EXERCISE PROMPT:
Keep to one stretch of the data below, the lines from the one with "positive clicks: (539, 255)" up to and including the one with "271L523 277V266ZM578 281L540", and return that stretch exactly.

PROVIDED RECORDS:
######

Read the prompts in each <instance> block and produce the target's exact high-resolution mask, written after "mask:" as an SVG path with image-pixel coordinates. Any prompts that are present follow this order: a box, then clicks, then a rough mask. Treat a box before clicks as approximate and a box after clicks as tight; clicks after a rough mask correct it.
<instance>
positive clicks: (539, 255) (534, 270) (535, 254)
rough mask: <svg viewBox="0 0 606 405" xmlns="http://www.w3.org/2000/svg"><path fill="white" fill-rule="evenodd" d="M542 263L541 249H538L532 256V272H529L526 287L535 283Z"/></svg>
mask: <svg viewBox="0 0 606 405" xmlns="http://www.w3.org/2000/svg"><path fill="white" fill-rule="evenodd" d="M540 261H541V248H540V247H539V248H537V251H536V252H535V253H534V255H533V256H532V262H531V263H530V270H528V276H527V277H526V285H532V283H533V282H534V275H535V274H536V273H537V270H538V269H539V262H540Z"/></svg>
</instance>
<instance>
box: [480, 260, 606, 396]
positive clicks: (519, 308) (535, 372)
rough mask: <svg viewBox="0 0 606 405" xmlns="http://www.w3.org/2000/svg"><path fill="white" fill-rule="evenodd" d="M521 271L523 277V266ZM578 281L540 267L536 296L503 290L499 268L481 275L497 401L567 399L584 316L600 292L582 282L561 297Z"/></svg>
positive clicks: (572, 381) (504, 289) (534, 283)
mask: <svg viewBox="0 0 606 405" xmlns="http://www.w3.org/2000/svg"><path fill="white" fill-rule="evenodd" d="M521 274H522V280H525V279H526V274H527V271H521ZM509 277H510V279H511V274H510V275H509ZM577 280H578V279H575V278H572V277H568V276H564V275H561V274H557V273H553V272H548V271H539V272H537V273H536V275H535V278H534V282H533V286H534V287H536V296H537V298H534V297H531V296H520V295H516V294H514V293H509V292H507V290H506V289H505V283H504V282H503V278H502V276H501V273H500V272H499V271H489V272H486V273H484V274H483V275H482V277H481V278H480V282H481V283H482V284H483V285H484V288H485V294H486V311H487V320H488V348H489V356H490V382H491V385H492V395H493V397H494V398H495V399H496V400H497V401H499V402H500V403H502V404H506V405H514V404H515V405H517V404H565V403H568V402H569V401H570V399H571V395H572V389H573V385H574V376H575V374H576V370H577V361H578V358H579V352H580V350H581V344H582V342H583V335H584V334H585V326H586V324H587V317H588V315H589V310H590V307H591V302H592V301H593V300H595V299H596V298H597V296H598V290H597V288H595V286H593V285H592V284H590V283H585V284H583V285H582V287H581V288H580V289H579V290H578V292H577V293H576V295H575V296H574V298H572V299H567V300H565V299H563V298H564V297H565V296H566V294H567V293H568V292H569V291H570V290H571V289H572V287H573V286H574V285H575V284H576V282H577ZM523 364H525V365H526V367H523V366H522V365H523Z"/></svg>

######

WRITTEN SOLUTION:
positive clicks: (539, 255) (534, 270) (535, 254)
rough mask: <svg viewBox="0 0 606 405" xmlns="http://www.w3.org/2000/svg"><path fill="white" fill-rule="evenodd" d="M542 263L541 249H538L532 256V272H529L526 287L535 283Z"/></svg>
mask: <svg viewBox="0 0 606 405" xmlns="http://www.w3.org/2000/svg"><path fill="white" fill-rule="evenodd" d="M540 261H541V248H540V247H539V248H537V251H536V252H535V253H534V255H533V256H532V262H531V263H530V270H528V276H527V277H526V285H532V283H533V282H534V275H535V274H536V273H537V270H538V269H539V262H540Z"/></svg>
</instance>
<instance>
box: [480, 260, 606, 396]
positive clicks: (519, 308) (535, 372)
rough mask: <svg viewBox="0 0 606 405" xmlns="http://www.w3.org/2000/svg"><path fill="white" fill-rule="evenodd" d="M521 271L523 277V266ZM578 281L540 267L536 296L503 290L499 268L481 275L497 401L567 399L584 316L600 292L582 282L561 297Z"/></svg>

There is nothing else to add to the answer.